Source records ->
..........

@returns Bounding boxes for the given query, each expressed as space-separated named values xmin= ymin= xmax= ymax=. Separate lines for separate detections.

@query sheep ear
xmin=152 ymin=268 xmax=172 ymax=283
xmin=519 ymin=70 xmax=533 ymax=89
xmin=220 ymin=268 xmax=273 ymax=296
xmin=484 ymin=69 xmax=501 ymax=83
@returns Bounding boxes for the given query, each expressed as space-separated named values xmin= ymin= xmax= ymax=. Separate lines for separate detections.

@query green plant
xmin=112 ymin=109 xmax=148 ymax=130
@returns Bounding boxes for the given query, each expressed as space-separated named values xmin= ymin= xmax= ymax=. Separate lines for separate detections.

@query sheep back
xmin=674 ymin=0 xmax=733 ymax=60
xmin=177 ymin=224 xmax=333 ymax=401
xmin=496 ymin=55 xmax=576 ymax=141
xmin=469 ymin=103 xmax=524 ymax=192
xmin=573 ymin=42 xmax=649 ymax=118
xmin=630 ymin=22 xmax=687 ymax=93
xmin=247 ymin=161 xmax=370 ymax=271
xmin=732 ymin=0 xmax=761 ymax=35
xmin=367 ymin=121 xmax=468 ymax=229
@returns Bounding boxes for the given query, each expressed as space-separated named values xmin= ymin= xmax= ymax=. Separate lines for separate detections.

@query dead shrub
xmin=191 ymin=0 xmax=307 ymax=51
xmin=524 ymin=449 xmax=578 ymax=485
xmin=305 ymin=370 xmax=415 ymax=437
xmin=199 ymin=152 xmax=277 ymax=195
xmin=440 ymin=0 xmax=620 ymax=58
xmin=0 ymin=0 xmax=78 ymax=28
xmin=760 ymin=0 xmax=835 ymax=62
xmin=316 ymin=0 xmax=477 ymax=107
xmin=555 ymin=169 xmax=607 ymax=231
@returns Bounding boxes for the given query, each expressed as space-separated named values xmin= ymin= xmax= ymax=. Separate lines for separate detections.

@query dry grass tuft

..........

What the task requires ->
Without changing a single character, repeat each record.

Solution to the exercise ->
@returns Bounding boxes for the given query, each expressed as space-separated named values xmin= ymin= xmax= ymax=. Separate lines for separate detections.

@query sheep ear
xmin=152 ymin=268 xmax=172 ymax=283
xmin=519 ymin=70 xmax=533 ymax=89
xmin=220 ymin=268 xmax=273 ymax=296
xmin=484 ymin=69 xmax=501 ymax=83
@returns Bounding boxes for the given query, each expressed as space-separated named values xmin= ymin= xmax= ymax=. Separate lines for separate detections.

@query green plant
xmin=112 ymin=109 xmax=148 ymax=130
@returns Bounding boxes for the given query, each expressed as space-separated named values xmin= ymin= xmax= ymax=. Separate lines for separate detections.

@query sheep back
xmin=674 ymin=0 xmax=733 ymax=60
xmin=177 ymin=224 xmax=333 ymax=401
xmin=496 ymin=55 xmax=576 ymax=141
xmin=469 ymin=103 xmax=524 ymax=192
xmin=573 ymin=42 xmax=649 ymax=118
xmin=630 ymin=22 xmax=687 ymax=93
xmin=247 ymin=161 xmax=370 ymax=271
xmin=732 ymin=0 xmax=761 ymax=35
xmin=367 ymin=121 xmax=468 ymax=229
@returns Bounding boxes for the given query, each expressed as space-separated named values xmin= ymin= xmax= ymax=. Separate lines for separate detections.

@query dead shrub
xmin=191 ymin=0 xmax=307 ymax=51
xmin=524 ymin=449 xmax=578 ymax=485
xmin=305 ymin=370 xmax=415 ymax=437
xmin=199 ymin=152 xmax=277 ymax=195
xmin=440 ymin=0 xmax=620 ymax=58
xmin=0 ymin=0 xmax=78 ymax=28
xmin=760 ymin=0 xmax=835 ymax=62
xmin=316 ymin=0 xmax=477 ymax=107
xmin=555 ymin=169 xmax=607 ymax=231
@returns Bounding boxes for the given query, each expressed as space-separated named values xmin= ymin= xmax= ymax=. Separate lines for separate detections.

@query dry grass tuft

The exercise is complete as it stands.